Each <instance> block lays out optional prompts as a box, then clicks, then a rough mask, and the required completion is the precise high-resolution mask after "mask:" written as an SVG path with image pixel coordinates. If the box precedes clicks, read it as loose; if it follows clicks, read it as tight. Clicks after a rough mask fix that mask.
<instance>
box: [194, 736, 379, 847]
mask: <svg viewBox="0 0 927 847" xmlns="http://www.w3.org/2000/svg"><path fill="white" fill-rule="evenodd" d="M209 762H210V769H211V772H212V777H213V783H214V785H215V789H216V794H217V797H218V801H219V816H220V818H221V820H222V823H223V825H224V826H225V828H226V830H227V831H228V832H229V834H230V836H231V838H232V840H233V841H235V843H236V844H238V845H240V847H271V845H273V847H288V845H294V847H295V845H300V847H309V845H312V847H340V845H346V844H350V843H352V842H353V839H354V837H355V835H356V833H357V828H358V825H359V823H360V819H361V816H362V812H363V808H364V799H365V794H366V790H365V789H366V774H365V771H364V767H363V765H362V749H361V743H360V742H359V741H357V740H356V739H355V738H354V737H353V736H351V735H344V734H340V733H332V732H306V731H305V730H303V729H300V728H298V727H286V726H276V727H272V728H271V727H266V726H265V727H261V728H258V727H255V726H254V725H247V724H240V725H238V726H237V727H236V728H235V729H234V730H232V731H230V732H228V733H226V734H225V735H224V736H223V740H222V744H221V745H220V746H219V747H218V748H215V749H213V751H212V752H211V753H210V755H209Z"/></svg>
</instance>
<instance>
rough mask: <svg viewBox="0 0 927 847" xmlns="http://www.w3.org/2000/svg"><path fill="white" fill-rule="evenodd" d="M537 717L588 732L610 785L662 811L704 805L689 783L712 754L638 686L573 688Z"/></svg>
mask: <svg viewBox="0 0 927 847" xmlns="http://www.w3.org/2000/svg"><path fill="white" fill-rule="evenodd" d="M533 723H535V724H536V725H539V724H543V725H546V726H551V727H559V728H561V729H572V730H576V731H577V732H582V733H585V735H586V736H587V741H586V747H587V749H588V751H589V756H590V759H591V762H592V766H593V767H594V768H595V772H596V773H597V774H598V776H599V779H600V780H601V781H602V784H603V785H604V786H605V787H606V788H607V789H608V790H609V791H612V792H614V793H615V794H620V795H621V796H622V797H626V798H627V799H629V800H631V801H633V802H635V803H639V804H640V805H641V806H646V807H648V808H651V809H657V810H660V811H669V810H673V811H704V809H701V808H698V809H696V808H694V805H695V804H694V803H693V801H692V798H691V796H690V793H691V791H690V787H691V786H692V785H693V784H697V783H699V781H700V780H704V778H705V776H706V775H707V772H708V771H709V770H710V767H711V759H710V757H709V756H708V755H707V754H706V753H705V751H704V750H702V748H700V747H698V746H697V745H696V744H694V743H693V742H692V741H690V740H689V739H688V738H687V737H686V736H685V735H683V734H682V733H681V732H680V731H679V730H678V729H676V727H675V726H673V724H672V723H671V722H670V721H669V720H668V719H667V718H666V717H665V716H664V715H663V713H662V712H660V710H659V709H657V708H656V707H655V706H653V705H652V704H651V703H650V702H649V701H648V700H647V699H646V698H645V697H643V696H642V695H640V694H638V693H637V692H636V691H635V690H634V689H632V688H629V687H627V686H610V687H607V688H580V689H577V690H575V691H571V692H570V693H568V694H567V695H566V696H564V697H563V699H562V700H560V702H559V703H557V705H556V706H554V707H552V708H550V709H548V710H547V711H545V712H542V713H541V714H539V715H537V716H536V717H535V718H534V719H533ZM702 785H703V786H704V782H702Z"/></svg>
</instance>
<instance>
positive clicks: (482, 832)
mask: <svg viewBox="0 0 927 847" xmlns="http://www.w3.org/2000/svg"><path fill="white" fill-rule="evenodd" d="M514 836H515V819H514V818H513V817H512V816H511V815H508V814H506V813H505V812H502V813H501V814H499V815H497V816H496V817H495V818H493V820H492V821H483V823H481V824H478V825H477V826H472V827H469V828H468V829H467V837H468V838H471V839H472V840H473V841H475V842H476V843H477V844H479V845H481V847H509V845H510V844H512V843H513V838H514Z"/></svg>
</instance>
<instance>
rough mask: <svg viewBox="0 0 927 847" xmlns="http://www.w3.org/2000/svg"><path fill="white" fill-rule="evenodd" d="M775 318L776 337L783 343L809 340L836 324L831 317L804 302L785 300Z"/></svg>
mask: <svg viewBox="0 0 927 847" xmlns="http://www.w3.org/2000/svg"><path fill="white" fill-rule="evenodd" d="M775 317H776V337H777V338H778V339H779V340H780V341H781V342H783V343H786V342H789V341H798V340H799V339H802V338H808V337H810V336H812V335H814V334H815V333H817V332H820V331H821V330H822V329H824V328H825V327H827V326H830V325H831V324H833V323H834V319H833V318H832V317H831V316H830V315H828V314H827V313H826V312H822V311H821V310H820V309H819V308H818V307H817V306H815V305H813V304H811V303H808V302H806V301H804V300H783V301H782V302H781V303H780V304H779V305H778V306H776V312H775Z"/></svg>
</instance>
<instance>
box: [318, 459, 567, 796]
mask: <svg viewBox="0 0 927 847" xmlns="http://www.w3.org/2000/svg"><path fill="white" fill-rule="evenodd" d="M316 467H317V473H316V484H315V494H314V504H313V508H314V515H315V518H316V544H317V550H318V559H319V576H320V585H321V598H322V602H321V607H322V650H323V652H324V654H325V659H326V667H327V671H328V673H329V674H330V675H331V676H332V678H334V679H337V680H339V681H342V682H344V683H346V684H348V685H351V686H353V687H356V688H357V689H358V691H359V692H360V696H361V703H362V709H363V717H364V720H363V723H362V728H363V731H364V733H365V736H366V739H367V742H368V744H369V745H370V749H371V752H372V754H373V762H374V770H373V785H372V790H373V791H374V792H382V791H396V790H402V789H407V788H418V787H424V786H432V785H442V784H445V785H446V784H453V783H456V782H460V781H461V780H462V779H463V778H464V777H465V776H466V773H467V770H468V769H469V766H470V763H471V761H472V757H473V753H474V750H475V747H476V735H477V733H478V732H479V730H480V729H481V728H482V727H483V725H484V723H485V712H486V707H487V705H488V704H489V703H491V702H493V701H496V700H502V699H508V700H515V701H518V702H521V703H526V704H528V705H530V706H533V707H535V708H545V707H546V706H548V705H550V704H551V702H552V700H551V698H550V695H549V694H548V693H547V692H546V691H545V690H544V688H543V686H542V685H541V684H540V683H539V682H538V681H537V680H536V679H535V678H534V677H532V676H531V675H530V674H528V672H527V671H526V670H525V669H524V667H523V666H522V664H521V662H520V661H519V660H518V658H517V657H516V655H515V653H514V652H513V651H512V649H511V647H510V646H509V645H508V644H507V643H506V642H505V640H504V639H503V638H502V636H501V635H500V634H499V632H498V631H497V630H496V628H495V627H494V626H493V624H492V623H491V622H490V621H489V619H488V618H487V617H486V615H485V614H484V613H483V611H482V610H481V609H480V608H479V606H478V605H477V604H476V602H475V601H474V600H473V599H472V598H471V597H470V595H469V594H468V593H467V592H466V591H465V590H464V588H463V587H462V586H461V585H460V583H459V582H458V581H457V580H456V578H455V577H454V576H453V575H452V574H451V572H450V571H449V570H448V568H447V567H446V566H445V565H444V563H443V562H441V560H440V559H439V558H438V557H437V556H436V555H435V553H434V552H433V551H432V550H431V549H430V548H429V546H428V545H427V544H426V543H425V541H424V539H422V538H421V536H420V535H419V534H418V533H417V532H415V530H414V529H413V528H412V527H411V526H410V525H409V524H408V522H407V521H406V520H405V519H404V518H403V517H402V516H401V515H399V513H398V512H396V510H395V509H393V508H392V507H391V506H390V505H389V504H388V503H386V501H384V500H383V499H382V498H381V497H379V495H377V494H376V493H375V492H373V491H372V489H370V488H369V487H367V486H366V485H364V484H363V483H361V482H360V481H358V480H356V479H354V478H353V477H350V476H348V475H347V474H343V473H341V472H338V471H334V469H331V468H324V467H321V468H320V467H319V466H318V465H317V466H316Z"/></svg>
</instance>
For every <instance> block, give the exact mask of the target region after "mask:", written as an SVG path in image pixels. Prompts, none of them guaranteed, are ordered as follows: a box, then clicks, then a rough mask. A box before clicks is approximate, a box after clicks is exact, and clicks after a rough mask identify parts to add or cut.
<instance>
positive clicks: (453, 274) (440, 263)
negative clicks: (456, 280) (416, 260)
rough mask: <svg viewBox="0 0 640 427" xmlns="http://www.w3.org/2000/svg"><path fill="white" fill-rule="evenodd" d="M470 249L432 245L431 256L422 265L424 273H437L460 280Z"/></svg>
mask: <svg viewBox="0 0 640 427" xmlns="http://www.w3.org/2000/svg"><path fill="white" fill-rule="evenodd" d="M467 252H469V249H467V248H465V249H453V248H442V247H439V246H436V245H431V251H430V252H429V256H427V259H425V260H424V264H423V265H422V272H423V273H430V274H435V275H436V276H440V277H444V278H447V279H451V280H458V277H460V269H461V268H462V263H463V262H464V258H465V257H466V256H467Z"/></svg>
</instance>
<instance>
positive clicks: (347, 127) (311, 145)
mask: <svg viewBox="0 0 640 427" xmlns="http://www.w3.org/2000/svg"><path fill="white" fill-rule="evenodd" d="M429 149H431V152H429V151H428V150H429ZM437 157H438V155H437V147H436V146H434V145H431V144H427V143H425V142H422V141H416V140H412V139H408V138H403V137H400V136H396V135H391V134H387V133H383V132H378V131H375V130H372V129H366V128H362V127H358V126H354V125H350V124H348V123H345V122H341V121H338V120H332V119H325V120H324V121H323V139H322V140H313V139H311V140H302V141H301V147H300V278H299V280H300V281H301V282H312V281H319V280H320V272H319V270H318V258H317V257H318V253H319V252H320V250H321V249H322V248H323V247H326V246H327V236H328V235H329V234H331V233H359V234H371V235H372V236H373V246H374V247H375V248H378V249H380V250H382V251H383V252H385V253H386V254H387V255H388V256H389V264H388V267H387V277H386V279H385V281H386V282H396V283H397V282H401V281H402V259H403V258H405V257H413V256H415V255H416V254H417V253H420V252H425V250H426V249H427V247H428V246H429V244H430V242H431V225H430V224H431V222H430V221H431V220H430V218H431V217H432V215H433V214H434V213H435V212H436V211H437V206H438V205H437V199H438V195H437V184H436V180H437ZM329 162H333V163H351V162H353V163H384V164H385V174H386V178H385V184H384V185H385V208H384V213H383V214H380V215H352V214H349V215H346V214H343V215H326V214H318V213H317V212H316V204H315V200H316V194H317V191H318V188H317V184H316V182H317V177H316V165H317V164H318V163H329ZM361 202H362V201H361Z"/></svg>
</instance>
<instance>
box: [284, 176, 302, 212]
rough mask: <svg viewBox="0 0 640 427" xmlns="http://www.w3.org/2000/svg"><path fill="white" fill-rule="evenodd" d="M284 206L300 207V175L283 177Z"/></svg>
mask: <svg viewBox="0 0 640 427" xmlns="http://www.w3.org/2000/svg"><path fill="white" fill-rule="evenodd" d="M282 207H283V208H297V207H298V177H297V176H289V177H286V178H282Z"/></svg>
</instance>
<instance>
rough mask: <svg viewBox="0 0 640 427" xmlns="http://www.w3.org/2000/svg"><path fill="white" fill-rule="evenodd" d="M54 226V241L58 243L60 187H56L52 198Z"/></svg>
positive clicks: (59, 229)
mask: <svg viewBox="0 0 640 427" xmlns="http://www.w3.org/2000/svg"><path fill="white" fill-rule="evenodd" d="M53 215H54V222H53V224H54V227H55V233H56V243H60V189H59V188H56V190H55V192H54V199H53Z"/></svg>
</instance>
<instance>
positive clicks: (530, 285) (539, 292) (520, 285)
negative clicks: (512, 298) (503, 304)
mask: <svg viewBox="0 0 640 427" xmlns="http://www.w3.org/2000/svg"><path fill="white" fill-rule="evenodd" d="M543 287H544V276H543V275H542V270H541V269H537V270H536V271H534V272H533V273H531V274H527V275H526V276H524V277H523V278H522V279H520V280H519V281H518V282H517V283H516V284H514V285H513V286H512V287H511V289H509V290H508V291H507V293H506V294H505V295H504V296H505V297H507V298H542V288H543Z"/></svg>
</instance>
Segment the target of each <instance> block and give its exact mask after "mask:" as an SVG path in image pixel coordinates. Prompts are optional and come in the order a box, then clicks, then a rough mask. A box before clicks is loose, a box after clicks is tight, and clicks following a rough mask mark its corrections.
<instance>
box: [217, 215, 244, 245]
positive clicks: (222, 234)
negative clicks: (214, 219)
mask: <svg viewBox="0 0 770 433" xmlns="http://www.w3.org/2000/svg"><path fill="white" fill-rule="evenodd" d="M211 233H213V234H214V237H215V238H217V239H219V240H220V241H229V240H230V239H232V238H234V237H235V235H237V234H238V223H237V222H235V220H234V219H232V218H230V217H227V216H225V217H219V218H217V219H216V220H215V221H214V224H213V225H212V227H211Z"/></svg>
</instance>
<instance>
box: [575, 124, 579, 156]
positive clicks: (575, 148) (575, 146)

> _TASK DESCRIPTION_
Will you copy, word for word, the stretch of the listing from its very first line through the line containing "box: [194, 736, 379, 847]", with both of those lines included?

> _SOLUTION TO THIS PROBLEM_
Each <instance> block lays out optional prompts as a box, then clicks, then a rough mask, and the required completion is the precise high-resolution mask after "mask:" written as an SVG path with image pixel coordinates. If the box precedes clicks, read it as loose; if it follows clicks, read it as tight. Clicks after a rough mask fix that mask.
<instance>
box: [194, 736, 379, 847]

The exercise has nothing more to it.